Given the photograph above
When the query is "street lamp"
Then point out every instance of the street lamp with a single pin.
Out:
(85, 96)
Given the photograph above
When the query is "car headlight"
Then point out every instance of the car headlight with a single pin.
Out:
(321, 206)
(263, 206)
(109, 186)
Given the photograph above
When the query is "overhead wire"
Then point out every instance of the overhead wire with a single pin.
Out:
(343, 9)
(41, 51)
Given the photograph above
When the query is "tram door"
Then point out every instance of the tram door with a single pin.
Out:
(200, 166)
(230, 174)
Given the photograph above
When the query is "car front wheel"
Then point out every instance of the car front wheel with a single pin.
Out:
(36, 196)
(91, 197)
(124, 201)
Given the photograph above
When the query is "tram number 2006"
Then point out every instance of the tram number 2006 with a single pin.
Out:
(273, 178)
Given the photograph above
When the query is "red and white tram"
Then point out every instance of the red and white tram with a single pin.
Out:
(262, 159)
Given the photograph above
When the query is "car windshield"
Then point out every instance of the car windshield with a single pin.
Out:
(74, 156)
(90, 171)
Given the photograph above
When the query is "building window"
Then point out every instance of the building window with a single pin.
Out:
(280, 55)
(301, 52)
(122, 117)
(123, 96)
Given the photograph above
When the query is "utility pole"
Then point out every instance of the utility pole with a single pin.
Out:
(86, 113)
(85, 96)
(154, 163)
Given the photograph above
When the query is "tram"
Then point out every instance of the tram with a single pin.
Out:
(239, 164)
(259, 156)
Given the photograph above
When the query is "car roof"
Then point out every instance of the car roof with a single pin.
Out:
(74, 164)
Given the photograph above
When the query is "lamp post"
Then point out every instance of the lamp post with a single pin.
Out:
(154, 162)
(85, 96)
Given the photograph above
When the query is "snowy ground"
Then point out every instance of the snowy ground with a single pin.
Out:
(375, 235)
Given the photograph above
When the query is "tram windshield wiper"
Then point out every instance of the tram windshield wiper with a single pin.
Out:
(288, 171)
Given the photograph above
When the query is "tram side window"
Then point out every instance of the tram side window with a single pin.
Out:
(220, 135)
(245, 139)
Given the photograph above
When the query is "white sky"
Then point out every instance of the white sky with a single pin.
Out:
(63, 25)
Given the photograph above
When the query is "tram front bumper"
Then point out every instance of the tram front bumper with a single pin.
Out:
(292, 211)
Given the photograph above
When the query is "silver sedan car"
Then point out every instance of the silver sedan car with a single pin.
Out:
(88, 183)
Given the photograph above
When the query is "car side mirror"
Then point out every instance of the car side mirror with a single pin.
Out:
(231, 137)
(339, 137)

■ ■ ■ ■ ■

Return every line of the material exactly.

▶ FINISHED EXERCISE:
Given the photograph above
When the query is "street lamp"
Then point out every instance of the street lamp with a single pin.
Out:
(85, 96)
Given the photograph above
When the query is "car headlight"
Then point out every instance of the car headlight with a single pin.
Out:
(321, 206)
(263, 206)
(109, 186)
Given the photograph above
When the query is "overhead wire"
Then point out every instance of the overhead wire with a single pin.
Out:
(343, 9)
(41, 51)
Given the photograph above
When the query is "tram door"
Then point out every instance of the tram door with a single pin.
Out:
(200, 166)
(230, 174)
Given the photograph above
When the query is "car front wheel"
Then point out every instance of the car front wheel with a single pin.
Out:
(36, 196)
(91, 197)
(124, 201)
Given the photograph above
When the query is "tram number 2006"
Then point out every instance of the tram number 2006 with a single pin.
Out:
(273, 178)
Given the photograph above
When the query is "red and white tram"
Then point out every instance of the red and white tram with a single pin.
Out:
(262, 159)
Given the photograph above
When the query is "car windshield"
Then point out every instance of the car windshield with a single pin.
Out:
(74, 156)
(90, 171)
Given the photograph above
When the query is "building window"
Then point out every instance of the building window with a single pin.
Out:
(280, 55)
(301, 52)
(122, 117)
(123, 96)
Given the photograph above
When the query is "utility pole"
Then point out every instance of the utility pole with a single pin.
Out:
(86, 113)
(85, 96)
(154, 163)
Given the photograph above
When the query is "tram"
Then point out every instance of the tram with a single pin.
Out:
(239, 164)
(259, 156)
Given the photograph above
When the query is "car roof"
Then point out every instance of the car roof with a single pin.
Out:
(74, 164)
Given the photograph above
When the query is "lamp post"
Then point out every instance of the lamp post with a single pin.
Out:
(154, 162)
(85, 96)
Given the photograph above
When the query is "snowy ground"
Then point out every instance of the snowy ground with a single pin.
Out:
(375, 235)
Given the photograph above
When the query is "tram windshield wiper"
Then point out every instance of the tram windshield wiper with a single pin.
Out:
(288, 171)
Given the photograph above
When the query is "tram side window"
Then point out every instance of the tram side window with a single pin.
Out:
(220, 135)
(245, 139)
Given the photograph above
When the query is "white sky"
Then point out every instance of the white sky with a single pin.
Out:
(63, 25)
Given the photograph above
When the query is "tram front bumper"
Then point out every instance of the tram front bumper with a single pin.
Out:
(292, 211)
Given the photograph above
When the query is "silver sedan car"
Then point out every instance of the silver sedan car with a single pin.
Out:
(88, 183)
Given the photograph above
When the query is "car side mirror"
Then point out every instance of the car side mirror with a single pin.
Out:
(231, 137)
(339, 137)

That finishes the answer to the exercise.